___ PASSAGE GIVEN ___
Operating System - HP-UX
1833758 Members
2599 Online
110063 Solutions
New Discussion

lock disk vs. quorum server

 

lock disk vs. quorum server

Hi,

just wondering, in a 2 node cluster, what are the advantages of a lock disk over a quorum server and vice versa?
I've been reading up on both and don't see a clear advantage of one above the other.
Below is a brief description of the hardware that I can use for this cluster.

Please focus only on this comparison as i can see clearly how a quorum server can be helpfull is you have multiple clusters.
Also, this is only regarding a 2 node cluster (campus cluster) over 2 sites, all disks on EMC symmetrics and the systems are 2 superdome n-pars.

Thanks for all in advance.
Emiel
10 REPLIES 10
Stephen Doud
Honored Contributor

Re: lock disk vs. quorum server

In discussing the cluster arbitration methods, it is important to understand
that arbitration to form a new cluster only comes into play when exactly half
of the nodes in the cluster cannot reach the other half over the heartbeat
network(s). This is sometimes called the 50% rule. Arbitration is not
involved when a heartbeat outage occurs between 25%/75% or 33%/66% of the
servers. In such a case, the minority-side of nodes will reboot themselves.

When heartbeat is lost to one or more servers, the cluster must reform in
order to insure that potentially failed packages are adopted by legitimately
operating servers. The arbitration process insures that one and only one
cluster will assume responsibility for orphaned packages. The nodes not
achieving cluster reformation will reboot themselves to preserve data
integrity.

Regarding configuring a 4-node cluster with cluster arbitration. ServiceGuard
supports any of these methods of course, but here are the pros/cons to the
various cluster arbitration methods:

Quorum Server
-------------
PROS: Can support up to 50 2-node clusters
Failover time shortened because quorum server access is faster than
lock disk access

CONS: Requires a server outside of the cluster be loaded with the quorum
server (QS) software (maintenance required).

Cluster node communication with the quorum server is subject to network
failure

QS's .rhosts must be updated to allow access to cluster nodes (possible
security issue).

Single cluster lock disk
------------------------
PROS: Simple to configure - allow cmquerycl to select one

CONS: Must have a shared VG between all 4 nodes in the cluster

The single cluster lock disk is a single-point of failure - but it is
only a vulnerability if it is unavailable when the 50% rule comes into
play.

Lock disk access (disk-I/O) is slower than quorum server(network-based)

Dual cluster lock disk
----------------------
PROS: Recommended in scenario where 50% of the nodes are in a different
location than the other 50% of the nodes - providing for site failure.

CONS: Could cause split brain clusters if only the heartbeat network fails
and not one of the 2 sites. (DATA CORRUPTION POSSIBLE)

No arbitration
--------------
PROS: easy to configure (?)

CONS: All nodes reboot when a 50/50 split occurs in the heartbeat net.



A single lock disk is still the preferred choice because it doesn't involve the split-brain possibility of a dual-lock and requires no network access (unless it's in a SAN), and it is configured by ServiceGuard without additional software loads such as Quorum Server. However, the other two methods serve their purpose when their method makes more sense.

NOTES:
PLEASE refer to the Managing MC/ServiceGuard manual for details about each arbitration method.
___ DATA EXCERPTS ___
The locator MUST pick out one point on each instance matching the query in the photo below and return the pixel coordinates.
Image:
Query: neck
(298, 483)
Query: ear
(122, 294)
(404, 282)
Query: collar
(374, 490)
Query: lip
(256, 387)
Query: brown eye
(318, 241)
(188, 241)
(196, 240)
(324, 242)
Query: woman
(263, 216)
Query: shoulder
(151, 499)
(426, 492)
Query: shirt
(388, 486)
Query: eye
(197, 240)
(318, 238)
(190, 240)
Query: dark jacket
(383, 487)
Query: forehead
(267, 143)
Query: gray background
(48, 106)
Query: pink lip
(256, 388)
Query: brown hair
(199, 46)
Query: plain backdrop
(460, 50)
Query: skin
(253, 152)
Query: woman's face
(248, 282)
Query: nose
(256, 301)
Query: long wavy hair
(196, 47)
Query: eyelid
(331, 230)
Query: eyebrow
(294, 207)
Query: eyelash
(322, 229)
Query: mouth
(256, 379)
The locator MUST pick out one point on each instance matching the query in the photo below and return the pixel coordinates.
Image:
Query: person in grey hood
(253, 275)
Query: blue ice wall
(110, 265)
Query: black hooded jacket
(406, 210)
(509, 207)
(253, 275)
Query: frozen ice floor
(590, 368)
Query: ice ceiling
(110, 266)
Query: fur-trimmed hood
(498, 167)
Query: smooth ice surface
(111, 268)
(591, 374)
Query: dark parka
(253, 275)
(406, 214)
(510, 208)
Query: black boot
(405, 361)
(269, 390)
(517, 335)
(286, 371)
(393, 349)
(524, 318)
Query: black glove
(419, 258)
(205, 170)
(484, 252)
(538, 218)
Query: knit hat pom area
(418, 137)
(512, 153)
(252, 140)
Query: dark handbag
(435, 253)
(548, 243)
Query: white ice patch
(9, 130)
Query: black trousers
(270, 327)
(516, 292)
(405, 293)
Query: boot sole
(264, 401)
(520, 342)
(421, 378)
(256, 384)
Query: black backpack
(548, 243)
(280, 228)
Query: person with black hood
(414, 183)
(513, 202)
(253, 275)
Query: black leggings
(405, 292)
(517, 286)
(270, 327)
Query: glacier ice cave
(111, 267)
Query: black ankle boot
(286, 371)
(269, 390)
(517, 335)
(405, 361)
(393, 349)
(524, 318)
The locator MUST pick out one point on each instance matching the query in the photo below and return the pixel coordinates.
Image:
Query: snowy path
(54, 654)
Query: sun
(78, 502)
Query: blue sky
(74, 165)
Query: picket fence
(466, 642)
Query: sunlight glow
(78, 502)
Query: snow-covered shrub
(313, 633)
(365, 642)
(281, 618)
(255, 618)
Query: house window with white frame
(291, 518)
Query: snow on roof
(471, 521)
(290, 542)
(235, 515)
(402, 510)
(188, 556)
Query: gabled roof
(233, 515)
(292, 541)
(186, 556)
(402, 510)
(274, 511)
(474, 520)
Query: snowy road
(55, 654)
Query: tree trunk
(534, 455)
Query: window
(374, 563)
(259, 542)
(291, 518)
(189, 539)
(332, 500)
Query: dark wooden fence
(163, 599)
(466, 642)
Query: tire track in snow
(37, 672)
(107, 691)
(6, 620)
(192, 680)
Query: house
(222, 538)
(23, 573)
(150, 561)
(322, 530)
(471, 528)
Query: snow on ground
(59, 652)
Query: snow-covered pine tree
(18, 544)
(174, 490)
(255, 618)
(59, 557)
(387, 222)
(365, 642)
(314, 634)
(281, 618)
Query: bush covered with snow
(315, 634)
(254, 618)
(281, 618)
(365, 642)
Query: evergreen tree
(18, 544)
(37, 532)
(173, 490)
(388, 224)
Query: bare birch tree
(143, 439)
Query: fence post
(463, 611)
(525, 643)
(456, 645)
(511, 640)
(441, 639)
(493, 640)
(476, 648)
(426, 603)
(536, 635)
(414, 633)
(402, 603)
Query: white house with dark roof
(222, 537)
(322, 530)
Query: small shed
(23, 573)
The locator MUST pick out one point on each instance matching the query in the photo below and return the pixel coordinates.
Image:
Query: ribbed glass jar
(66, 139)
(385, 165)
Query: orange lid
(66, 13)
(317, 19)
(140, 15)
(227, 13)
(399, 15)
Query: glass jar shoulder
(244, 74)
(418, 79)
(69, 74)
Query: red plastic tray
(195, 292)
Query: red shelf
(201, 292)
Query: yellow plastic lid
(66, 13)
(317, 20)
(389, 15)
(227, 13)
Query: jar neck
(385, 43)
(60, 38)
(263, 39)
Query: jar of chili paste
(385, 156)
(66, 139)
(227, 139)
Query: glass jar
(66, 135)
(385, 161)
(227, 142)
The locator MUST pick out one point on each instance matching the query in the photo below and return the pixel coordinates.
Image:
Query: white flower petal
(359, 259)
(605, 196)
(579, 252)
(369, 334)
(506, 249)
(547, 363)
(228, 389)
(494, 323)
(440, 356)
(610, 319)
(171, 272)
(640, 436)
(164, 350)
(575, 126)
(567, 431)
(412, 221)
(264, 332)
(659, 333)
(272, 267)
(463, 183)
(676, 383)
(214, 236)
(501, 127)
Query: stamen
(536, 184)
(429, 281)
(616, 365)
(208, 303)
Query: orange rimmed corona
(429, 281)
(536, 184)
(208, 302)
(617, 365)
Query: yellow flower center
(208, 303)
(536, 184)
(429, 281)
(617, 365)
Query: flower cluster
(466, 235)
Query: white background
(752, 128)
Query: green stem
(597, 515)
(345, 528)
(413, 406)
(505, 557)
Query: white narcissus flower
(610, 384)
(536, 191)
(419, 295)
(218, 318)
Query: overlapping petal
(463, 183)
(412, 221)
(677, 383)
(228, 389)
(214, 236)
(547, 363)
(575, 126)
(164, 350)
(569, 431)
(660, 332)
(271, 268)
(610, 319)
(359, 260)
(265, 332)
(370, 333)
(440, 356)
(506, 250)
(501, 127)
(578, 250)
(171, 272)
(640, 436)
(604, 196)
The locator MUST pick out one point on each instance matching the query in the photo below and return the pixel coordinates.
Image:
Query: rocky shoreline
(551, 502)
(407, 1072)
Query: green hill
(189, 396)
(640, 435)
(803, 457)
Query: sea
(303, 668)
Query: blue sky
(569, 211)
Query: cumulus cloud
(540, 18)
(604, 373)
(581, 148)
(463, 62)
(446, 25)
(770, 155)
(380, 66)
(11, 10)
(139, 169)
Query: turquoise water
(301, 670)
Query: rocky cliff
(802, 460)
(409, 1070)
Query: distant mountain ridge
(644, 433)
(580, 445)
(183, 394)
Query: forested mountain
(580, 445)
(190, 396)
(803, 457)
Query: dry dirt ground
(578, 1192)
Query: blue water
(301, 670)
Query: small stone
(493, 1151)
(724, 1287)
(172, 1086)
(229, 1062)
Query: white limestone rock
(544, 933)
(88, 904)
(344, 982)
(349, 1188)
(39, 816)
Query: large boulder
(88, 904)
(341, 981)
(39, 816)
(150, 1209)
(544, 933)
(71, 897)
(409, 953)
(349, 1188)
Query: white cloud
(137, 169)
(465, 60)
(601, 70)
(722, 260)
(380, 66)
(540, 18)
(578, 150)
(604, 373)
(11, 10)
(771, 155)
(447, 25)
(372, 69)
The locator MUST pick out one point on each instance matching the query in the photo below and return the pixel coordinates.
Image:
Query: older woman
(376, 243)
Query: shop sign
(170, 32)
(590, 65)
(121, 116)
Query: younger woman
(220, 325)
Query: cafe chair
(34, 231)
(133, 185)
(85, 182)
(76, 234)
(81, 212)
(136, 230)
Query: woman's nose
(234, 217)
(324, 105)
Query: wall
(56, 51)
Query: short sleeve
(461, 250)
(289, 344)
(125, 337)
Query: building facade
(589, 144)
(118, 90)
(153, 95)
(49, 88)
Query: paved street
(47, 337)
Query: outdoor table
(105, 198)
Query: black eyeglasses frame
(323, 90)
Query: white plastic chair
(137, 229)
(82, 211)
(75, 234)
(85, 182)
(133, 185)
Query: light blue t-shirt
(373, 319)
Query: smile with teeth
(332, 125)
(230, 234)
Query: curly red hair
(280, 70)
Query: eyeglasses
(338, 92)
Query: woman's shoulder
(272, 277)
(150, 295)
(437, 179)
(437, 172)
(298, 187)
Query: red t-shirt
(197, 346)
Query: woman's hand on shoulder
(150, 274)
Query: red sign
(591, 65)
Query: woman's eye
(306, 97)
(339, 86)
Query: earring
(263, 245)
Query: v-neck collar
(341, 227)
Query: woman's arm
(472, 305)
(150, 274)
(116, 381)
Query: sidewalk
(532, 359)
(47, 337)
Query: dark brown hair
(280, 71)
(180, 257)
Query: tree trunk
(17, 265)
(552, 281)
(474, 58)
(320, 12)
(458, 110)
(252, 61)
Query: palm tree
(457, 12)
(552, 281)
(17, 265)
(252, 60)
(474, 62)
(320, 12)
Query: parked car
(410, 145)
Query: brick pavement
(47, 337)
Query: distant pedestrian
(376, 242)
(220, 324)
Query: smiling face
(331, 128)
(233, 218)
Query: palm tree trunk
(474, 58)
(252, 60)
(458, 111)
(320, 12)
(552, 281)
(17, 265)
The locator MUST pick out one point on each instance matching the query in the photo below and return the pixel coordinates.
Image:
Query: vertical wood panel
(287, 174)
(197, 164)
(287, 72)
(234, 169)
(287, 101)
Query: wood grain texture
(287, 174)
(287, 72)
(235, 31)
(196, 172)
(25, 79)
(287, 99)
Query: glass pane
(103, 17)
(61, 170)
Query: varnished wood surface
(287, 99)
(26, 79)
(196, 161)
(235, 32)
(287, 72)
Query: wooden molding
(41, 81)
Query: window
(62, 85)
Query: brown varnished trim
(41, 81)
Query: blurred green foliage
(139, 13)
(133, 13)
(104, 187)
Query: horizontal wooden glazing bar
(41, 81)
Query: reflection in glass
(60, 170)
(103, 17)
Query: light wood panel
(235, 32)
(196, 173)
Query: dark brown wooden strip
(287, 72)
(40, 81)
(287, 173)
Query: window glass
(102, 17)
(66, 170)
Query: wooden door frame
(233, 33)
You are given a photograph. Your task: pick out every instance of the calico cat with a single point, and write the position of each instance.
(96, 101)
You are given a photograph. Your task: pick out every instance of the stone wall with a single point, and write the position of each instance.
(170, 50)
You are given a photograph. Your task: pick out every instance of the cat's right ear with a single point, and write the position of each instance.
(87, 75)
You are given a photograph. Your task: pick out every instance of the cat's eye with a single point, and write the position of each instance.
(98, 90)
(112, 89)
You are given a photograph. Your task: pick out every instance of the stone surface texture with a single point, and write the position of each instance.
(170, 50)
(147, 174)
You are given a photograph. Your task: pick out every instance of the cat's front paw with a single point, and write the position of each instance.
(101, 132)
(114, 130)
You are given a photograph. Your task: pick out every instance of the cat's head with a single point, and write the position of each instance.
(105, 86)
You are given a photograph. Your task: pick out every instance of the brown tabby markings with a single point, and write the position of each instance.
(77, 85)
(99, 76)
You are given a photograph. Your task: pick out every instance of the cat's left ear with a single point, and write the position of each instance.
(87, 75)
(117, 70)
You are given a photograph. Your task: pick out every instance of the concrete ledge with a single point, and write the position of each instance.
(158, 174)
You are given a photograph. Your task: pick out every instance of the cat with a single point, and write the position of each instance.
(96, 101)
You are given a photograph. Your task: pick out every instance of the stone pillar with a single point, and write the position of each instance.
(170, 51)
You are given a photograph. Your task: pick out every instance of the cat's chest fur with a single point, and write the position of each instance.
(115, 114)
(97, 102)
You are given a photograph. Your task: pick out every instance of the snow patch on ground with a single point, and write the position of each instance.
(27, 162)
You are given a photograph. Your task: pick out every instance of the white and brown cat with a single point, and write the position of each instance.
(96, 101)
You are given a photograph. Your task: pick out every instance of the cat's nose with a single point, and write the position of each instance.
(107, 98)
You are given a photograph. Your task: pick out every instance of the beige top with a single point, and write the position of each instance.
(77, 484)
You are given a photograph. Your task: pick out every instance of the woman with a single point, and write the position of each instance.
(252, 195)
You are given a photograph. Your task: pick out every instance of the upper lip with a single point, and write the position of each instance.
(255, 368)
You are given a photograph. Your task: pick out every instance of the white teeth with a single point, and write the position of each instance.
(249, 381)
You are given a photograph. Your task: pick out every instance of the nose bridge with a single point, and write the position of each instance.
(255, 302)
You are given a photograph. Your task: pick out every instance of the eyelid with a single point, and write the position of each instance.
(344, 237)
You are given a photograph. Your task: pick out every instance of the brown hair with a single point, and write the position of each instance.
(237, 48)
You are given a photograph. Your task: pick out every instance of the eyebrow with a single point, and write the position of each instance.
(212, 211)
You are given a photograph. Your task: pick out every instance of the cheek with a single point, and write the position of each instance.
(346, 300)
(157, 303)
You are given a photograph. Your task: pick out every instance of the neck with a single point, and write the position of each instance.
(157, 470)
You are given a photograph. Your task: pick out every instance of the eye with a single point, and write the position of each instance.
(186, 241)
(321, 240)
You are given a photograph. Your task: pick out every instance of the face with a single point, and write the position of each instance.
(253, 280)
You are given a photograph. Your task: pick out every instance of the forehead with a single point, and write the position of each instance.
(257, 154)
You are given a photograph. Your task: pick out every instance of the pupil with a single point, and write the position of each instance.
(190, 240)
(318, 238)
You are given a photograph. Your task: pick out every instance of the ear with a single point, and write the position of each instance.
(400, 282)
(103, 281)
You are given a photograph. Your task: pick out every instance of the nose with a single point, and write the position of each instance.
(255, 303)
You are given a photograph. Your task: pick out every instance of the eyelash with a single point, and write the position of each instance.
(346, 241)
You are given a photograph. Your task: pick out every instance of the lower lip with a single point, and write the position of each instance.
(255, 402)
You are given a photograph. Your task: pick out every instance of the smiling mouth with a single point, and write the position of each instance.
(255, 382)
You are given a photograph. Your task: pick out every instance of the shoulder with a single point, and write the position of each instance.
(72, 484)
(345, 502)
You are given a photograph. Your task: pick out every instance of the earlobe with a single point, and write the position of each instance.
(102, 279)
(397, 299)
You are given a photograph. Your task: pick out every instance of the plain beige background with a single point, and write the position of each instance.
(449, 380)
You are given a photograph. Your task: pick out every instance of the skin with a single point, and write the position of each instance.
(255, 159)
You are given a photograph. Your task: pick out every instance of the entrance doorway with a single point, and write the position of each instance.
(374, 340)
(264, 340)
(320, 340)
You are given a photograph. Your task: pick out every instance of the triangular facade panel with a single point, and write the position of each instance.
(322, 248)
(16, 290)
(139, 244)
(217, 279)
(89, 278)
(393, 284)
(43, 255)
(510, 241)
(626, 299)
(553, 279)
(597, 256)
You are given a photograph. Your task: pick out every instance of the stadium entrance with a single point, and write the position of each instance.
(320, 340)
___
-- EXERCISE INSTRUCTIONS --
Reproduce word for word the part of the lock disk and quorum server thread starting at "Cluster node communication" and ending at "security issue).".

-- WRITTEN REPLY --
Cluster node communication with the quorum server is subject to network
failure

QS's .rhosts must be updated to allow access to cluster nodes (possible
security issue).